#### [Страница]
+===+

Камеры заключенных размещались в подвале большого административного здания гестапо. Очевидно, из-за частых воздушных тревог двери камер не были на замке, а только прикрыты. О том, чтобы никто из заключенных не мог убежать, заботились многочисленные вооруженные эсэсовцы. Кроме того, заключенные большей частью были закованы в цепи, по меньшей мере на ночь им одевали наручники с короткой цепью. Если узников водили на допросы, то конвоиры прежде смотрели, чтобы все двери камер были хорошо закрыты, их обитатели и узники, которых вели по коридорам, не могли друг друга видеть. Но насколько жестоким был гестаповский террор, настолько же примитивными и кустарными методы полиции Гиммлера. Теория, что узники должны содержаться в полной изоляции друг от друга, разбилась о практику воздушных налетов. Узники имели для Гиммлера и Кальтенбруннера слишком большое значение, чтобы без нужды подвергать их опасности быть убитыми бомбами государств-союзников. Когда сигнал тревоги предупреждал о крупном налете, узников выводили из камер во двор и вели в так называемый бункер Гиммлера. Там они должны были в течение всего налета стоять лицом к стене вперемежку с эсэсовцами, так что два узника никогда не стояли рядом. Конечно, им было запрещено разговаривать друг с другом. Но, главное, можно было увидеть, кто здесь находился. Кроме того, во время переходов из камер в бункер и назад часто появлялась возможность обменяться словом с тем или иным товарищем по несчастью. В отдельных случаях даже удавалось обменяться письмами. Девиз, который заключенные передавали друг другу был. «Выиграть время». Потому что даже здесь, в подземельях гестапо, с каждым днем становилось все более ясно, что конец гитлеровского господства не за горами.

+===+

#### [Задание 1]
Перескажите абзац текста о тюрьме гестапо, начинающийся словами «Камеры заключенных размещались», в виде сжатого списка, сохранив основные факты.
#### [Задание 2]
Какой девиз, согласно тексту о тюрьме гестапо, заключенные передавали друг другу?
#### [Задание 3]
Продолжите текст о тюрьме гестапо с того места, где он обрывается.

+===+

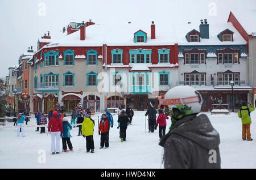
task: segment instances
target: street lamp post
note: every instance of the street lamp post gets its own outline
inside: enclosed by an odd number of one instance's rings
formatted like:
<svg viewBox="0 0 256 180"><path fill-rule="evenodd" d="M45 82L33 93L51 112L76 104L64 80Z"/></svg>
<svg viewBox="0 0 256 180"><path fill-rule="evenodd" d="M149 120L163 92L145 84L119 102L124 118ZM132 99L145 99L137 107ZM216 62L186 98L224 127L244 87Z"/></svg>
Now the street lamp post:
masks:
<svg viewBox="0 0 256 180"><path fill-rule="evenodd" d="M234 82L232 80L230 82L231 88L232 91L232 112L234 113Z"/></svg>
<svg viewBox="0 0 256 180"><path fill-rule="evenodd" d="M14 113L15 113L15 103L16 103L16 93L17 93L17 89L16 88L13 90L13 92L14 92Z"/></svg>

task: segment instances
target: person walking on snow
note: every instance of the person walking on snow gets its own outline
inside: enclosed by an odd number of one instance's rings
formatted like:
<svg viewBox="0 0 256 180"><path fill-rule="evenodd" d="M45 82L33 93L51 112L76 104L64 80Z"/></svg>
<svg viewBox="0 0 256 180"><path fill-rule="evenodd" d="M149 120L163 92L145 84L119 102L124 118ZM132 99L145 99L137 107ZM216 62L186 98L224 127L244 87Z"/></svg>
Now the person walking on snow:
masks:
<svg viewBox="0 0 256 180"><path fill-rule="evenodd" d="M164 148L164 168L220 169L220 135L207 115L198 115L201 95L191 87L178 86L166 94L162 104L176 120L159 143Z"/></svg>
<svg viewBox="0 0 256 180"><path fill-rule="evenodd" d="M100 123L99 132L101 135L101 149L109 147L109 121L106 114L103 114Z"/></svg>
<svg viewBox="0 0 256 180"><path fill-rule="evenodd" d="M40 121L40 126L45 126L47 124L47 118L46 117L46 114L44 114L44 112L43 112L42 113L41 119ZM41 127L41 132L40 134L46 133L46 127L42 126Z"/></svg>
<svg viewBox="0 0 256 180"><path fill-rule="evenodd" d="M242 139L243 140L251 141L253 139L251 137L251 113L254 112L255 107L253 104L250 105L248 108L246 102L244 102L242 104L242 108L238 111L238 117L242 119Z"/></svg>
<svg viewBox="0 0 256 180"><path fill-rule="evenodd" d="M51 152L52 155L60 153L60 140L63 132L62 119L57 112L52 113L52 117L49 121L48 131L52 138Z"/></svg>
<svg viewBox="0 0 256 180"><path fill-rule="evenodd" d="M25 130L24 129L24 121L25 121L26 117L23 115L22 113L19 113L18 115L17 118L17 136L19 137L20 135L20 130L22 137L26 136Z"/></svg>
<svg viewBox="0 0 256 180"><path fill-rule="evenodd" d="M130 119L129 123L131 125L131 122L133 121L133 116L134 115L134 112L130 105L128 105L128 107L126 109L125 113L129 118Z"/></svg>
<svg viewBox="0 0 256 180"><path fill-rule="evenodd" d="M82 113L79 113L79 117L77 118L76 123L77 125L82 123L84 122L84 119ZM79 128L78 136L80 136L82 135L82 125L78 125L77 127Z"/></svg>
<svg viewBox="0 0 256 180"><path fill-rule="evenodd" d="M67 143L68 143L68 148L69 151L73 152L73 146L70 138L72 136L70 135L69 131L72 129L71 125L69 124L67 117L64 117L63 120L63 133L62 134L62 147L64 152L67 152Z"/></svg>
<svg viewBox="0 0 256 180"><path fill-rule="evenodd" d="M159 125L159 138L161 140L162 138L166 135L166 120L169 119L169 118L164 114L163 110L159 109L159 115L158 115L155 129L156 130L158 125Z"/></svg>
<svg viewBox="0 0 256 180"><path fill-rule="evenodd" d="M151 102L150 104L148 109L147 110L147 113L145 116L148 115L148 132L154 132L155 131L155 125L156 121L156 110L152 105Z"/></svg>
<svg viewBox="0 0 256 180"><path fill-rule="evenodd" d="M74 108L74 109L73 109L72 111L72 114L71 114L71 125L76 125L76 118L77 117L77 112L76 112L76 108Z"/></svg>
<svg viewBox="0 0 256 180"><path fill-rule="evenodd" d="M93 140L93 128L94 125L90 119L90 115L85 114L82 125L82 135L86 140L86 152L94 153L94 142Z"/></svg>
<svg viewBox="0 0 256 180"><path fill-rule="evenodd" d="M108 109L105 109L105 112L106 112L105 115L106 115L108 119L109 120L109 127L111 127L111 128L113 128L114 127L114 119L113 118L113 115L110 113L109 112L109 110ZM101 118L102 118L102 117L101 117Z"/></svg>
<svg viewBox="0 0 256 180"><path fill-rule="evenodd" d="M118 122L119 124L118 128L120 128L120 138L122 143L126 141L126 130L128 123L130 122L129 117L125 114L125 110L123 110L121 114L119 115Z"/></svg>
<svg viewBox="0 0 256 180"><path fill-rule="evenodd" d="M36 118L36 124L38 126L40 125L40 122L41 121L41 114L39 112L38 112L37 113L35 114L35 118ZM39 131L39 127L38 126L36 127L36 132Z"/></svg>

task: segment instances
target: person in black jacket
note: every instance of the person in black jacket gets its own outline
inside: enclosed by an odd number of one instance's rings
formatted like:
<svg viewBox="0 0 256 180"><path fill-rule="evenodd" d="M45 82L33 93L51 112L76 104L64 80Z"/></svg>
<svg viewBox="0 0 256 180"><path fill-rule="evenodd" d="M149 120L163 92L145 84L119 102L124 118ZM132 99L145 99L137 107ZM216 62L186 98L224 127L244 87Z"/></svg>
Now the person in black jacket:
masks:
<svg viewBox="0 0 256 180"><path fill-rule="evenodd" d="M130 122L130 119L125 114L125 111L123 110L121 114L118 117L118 127L120 127L120 138L121 142L125 142L126 140L126 130L128 126L128 123Z"/></svg>
<svg viewBox="0 0 256 180"><path fill-rule="evenodd" d="M134 113L133 112L133 109L130 106L130 105L128 105L128 107L126 108L125 113L126 113L127 115L130 119L130 124L131 125L131 122L133 121L133 118L134 115Z"/></svg>
<svg viewBox="0 0 256 180"><path fill-rule="evenodd" d="M145 116L148 115L148 132L154 132L155 131L155 125L156 122L156 110L150 103L149 108L147 110Z"/></svg>
<svg viewBox="0 0 256 180"><path fill-rule="evenodd" d="M77 118L77 119L76 121L76 123L78 124L81 124L84 122L84 117L82 117L82 113L79 113L79 117ZM79 125L77 127L79 128L79 134L78 136L81 136L82 135L82 125Z"/></svg>

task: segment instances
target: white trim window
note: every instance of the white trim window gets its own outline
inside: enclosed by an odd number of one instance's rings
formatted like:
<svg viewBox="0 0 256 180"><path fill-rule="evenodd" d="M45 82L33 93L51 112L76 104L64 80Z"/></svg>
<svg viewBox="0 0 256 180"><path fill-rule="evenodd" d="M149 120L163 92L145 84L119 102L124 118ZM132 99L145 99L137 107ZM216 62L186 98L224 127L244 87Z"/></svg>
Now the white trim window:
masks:
<svg viewBox="0 0 256 180"><path fill-rule="evenodd" d="M233 64L233 53L224 53L224 64Z"/></svg>
<svg viewBox="0 0 256 180"><path fill-rule="evenodd" d="M232 35L222 35L222 41L223 42L232 41Z"/></svg>
<svg viewBox="0 0 256 180"><path fill-rule="evenodd" d="M96 65L96 55L89 54L88 55L88 65Z"/></svg>
<svg viewBox="0 0 256 180"><path fill-rule="evenodd" d="M199 42L199 35L190 35L189 42Z"/></svg>
<svg viewBox="0 0 256 180"><path fill-rule="evenodd" d="M239 54L237 53L234 53L234 64L239 63Z"/></svg>
<svg viewBox="0 0 256 180"><path fill-rule="evenodd" d="M145 37L144 36L137 36L136 37L136 42L145 42Z"/></svg>
<svg viewBox="0 0 256 180"><path fill-rule="evenodd" d="M189 65L189 54L185 54L185 65Z"/></svg>
<svg viewBox="0 0 256 180"><path fill-rule="evenodd" d="M218 64L223 64L223 54L222 53L218 54Z"/></svg>
<svg viewBox="0 0 256 180"><path fill-rule="evenodd" d="M191 65L199 64L199 54L191 54Z"/></svg>
<svg viewBox="0 0 256 180"><path fill-rule="evenodd" d="M121 54L113 54L113 63L114 64L121 64L122 63Z"/></svg>

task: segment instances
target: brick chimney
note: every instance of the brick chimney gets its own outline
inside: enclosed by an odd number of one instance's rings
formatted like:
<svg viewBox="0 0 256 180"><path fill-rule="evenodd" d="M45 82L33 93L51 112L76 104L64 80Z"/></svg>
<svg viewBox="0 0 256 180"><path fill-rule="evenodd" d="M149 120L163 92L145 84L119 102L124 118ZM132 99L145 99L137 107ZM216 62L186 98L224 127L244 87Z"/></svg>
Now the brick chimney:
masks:
<svg viewBox="0 0 256 180"><path fill-rule="evenodd" d="M82 22L82 23L80 25L80 40L85 40L85 24L84 24L84 22Z"/></svg>
<svg viewBox="0 0 256 180"><path fill-rule="evenodd" d="M155 24L154 22L152 22L151 24L151 40L155 39Z"/></svg>

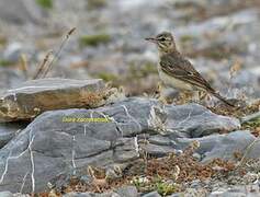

+===+

#### [Итоговый ответ 1]
- Камеры находились в подвале административного здания гестапо. Из-за частых воздушных тревог их двери не запирали, а только прикрывали.
- От побегов узников удерживали многочисленные вооруженные эсэсовцы и цепи: как минимум на ночь заключенным надевали наручники с короткой цепью.
- Когда узников вели на допрос, конвоиры следили, чтобы заключенные не видели друг друга.
- Полная изоляция не удалась из-за воздушных налетов. Гиммлер и Кальтенбруннер слишком дорожили узниками, чтобы рисковать их гибелью от бомб.
- При крупном налете узников отводили в бункер Гиммлера. Там они стояли лицом к стене вперемежку с эсэсовцами, и говорить им запрещалось.
- Тем не менее в бункере можно было увидеть, кто еще сидит в тюрьме. По дороге туда и обратно удавалось перекинуться словом, а иногда и обменяться письмами.
- Заключенные передавали друг другу девиз «Выиграть время», поскольку было ясно, что гитлеровскому господству скоро придет конец.

#### [Итоговый ответ 2]
«Выиграть время».

#### [Итоговый ответ 3]
О том, что Канарис находится на Принц-Альбрехтштрассе, его друзья узнали через «дядю May». Тот в связи с допросом Канариса в августе, который проводил Гуппенкотен, попросил следователя разрешить заполнить Канарису несколько банковских чеков для поддержания его домашнего хозяйства. Гуппенкотен задумался, но его приветливая секретарша уже схватила чековую книжку и сказала, что это можно быстро сделать, в ответ на что шеф согласился. Действительно, секретарша уже через несколько минут вернулась с подписанными чеками. Товарищами Канариса по несчастью, находившимися на Принц-Альбрехтштрассе, были многочисленные члены оппозиции против Гитлера, в их числе Герделер, генералы Гальдер, Томас и Остер, бывший министр Попиц, государственный секретарь Планк, главный судья Зак, Герберт Геринг, двоюродный брат рейхсмаршала доктор Яльмар Шахт, который в начале сентября был отправлен в Заксенхаузен, далее доктор Йозеф Мюллер, Лидиг, Штрюнк и Гере, также сын генерала Линдемана, Небе и пастор Бонгёфер и многие другие. Канарис относился вместе с Остером и Мюллером к тем заключенным, которые подвергались особенно плохому обращению. На него были надеты наручники особого образца, доставлявшие ему мучительные страдания; длительное время он получал только одну треть тюремного питания и даже в период рождественских праздников страдал от голода. Ему приходилось исполнять самую грязную работу. Однажды, когда он вместе с Мюллером и Гере должен был мыть коридор, что имело, однако, свои положительные стороны, потому что друзья могли при этом переговариваться, один язвительный эсэсовец сказал ему: «Ну, маленький матрос, ты, наверное, не думал, что тебе придется когда-нибудь мыть коридор!»
Большинство узников оставались на Принц-Альбрехтштрассе до воздушного налета ночью 3 февраля 1945 г., во время которого было разрушено здание гестапо. Исключением был Герделер, которого 2 февраля забрали на казнь. 7 февраля заключенные, которые имели отношение к 20 июля, были увезены из Берлина. В предыдущую ночь прибыли еще несколько «гостей» и были временно размещены; 7 февраля их должны были также вывезти из Берлина. Среди них были доктор Яльмар Шахт, граф Готфрид фон Бисмарк, бывший прежде главой земельного правительства в Потсдаме, и бывший военный губернатор в Бельгии фон Фалькенхаузен. Так как водопровод и туалет были разрушены в результате воздушного налета, во дворе вырыли ямы. Это обстоятельство облегчило взаимопонимание между узниками «со стажем» и вновь прибывшими.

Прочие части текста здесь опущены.